> JOB: Return each line of the items below verbatim, with nothing altered.

> Stored records:
◇ ◇ ◇ ◇

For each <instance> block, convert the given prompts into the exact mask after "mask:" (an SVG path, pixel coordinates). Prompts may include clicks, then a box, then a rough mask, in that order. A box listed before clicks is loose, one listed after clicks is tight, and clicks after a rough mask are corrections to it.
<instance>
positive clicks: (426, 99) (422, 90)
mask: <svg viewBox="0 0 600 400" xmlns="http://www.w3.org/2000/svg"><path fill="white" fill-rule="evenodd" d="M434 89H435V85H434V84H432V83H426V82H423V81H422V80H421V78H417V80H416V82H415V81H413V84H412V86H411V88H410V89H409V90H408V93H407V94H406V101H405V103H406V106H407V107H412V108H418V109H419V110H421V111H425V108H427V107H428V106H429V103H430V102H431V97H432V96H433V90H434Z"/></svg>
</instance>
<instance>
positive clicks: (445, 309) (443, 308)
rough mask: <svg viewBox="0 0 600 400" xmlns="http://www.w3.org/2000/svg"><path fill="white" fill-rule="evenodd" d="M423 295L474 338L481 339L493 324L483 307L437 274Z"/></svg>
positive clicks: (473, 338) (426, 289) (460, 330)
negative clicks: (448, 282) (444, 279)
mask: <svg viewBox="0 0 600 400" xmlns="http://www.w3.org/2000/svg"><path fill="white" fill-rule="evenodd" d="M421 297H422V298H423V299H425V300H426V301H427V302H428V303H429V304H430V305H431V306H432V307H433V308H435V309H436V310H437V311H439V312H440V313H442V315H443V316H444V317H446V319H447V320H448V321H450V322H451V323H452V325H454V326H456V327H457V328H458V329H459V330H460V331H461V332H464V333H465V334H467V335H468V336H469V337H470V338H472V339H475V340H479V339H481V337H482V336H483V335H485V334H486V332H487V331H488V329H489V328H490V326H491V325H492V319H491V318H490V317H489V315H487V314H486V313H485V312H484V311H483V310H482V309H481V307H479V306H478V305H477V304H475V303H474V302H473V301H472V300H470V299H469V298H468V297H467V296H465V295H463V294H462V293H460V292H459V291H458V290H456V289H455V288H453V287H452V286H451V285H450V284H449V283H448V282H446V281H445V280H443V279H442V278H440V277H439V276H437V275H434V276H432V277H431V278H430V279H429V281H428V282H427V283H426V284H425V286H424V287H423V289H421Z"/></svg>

◇ ◇ ◇ ◇

> SOLUTION TO THE PROBLEM:
For each <instance> block, convert the given prompts into the exact mask after "mask:" (an SVG path, pixel coordinates). Prompts may include clicks, then a box, then a rough mask, in that order. A box listed before clicks is loose, one listed after clicks is tight, and clicks after a rough mask are corrections to it.
<instance>
positive clicks: (426, 99) (422, 90)
mask: <svg viewBox="0 0 600 400" xmlns="http://www.w3.org/2000/svg"><path fill="white" fill-rule="evenodd" d="M434 89H435V85H434V84H432V83H426V82H423V81H422V80H421V78H417V80H416V82H415V81H413V84H412V86H411V88H410V89H409V90H408V93H407V94H406V101H405V103H406V106H407V107H412V108H418V109H419V110H421V111H425V108H427V107H428V106H429V103H430V102H431V97H432V96H433V90H434Z"/></svg>
</instance>
<instance>
positive clicks: (445, 309) (443, 308)
rough mask: <svg viewBox="0 0 600 400" xmlns="http://www.w3.org/2000/svg"><path fill="white" fill-rule="evenodd" d="M423 295L474 338L481 339L493 324L483 307L437 274Z"/></svg>
positive clicks: (473, 338) (426, 289) (460, 330)
negative clicks: (448, 282) (444, 279)
mask: <svg viewBox="0 0 600 400" xmlns="http://www.w3.org/2000/svg"><path fill="white" fill-rule="evenodd" d="M421 297H422V298H423V299H425V300H426V301H427V302H428V303H429V304H430V305H431V306H432V307H433V308H435V309H436V310H437V311H439V312H440V313H442V315H443V316H444V317H446V319H447V320H448V321H450V322H451V323H452V325H454V326H456V327H457V328H458V329H459V330H460V331H461V332H464V333H465V334H467V335H468V336H469V337H470V338H472V339H475V340H479V339H481V337H482V336H483V335H485V334H486V332H487V331H488V329H489V328H490V326H491V325H492V319H491V318H490V317H489V315H487V314H486V313H485V312H484V311H483V310H482V309H481V307H479V306H478V305H477V304H475V303H474V302H473V301H472V300H470V299H469V298H468V297H467V296H465V295H463V294H462V293H460V292H459V291H458V290H456V289H455V288H453V287H452V286H451V285H450V284H449V283H448V282H446V281H445V280H443V279H442V278H440V277H439V276H437V275H434V276H432V277H431V278H430V279H429V281H428V282H427V283H426V284H425V286H424V287H423V289H421Z"/></svg>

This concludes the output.